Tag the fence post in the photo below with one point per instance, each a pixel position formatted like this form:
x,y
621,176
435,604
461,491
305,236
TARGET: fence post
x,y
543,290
━━━━
Transcribe the listing in full, keeping every line exact.

Your solution
Tag the fence post in the photo below with one point per instance, each a pixel position formatted like this form:
x,y
621,176
435,604
461,491
305,236
TARGET: fence post
x,y
543,290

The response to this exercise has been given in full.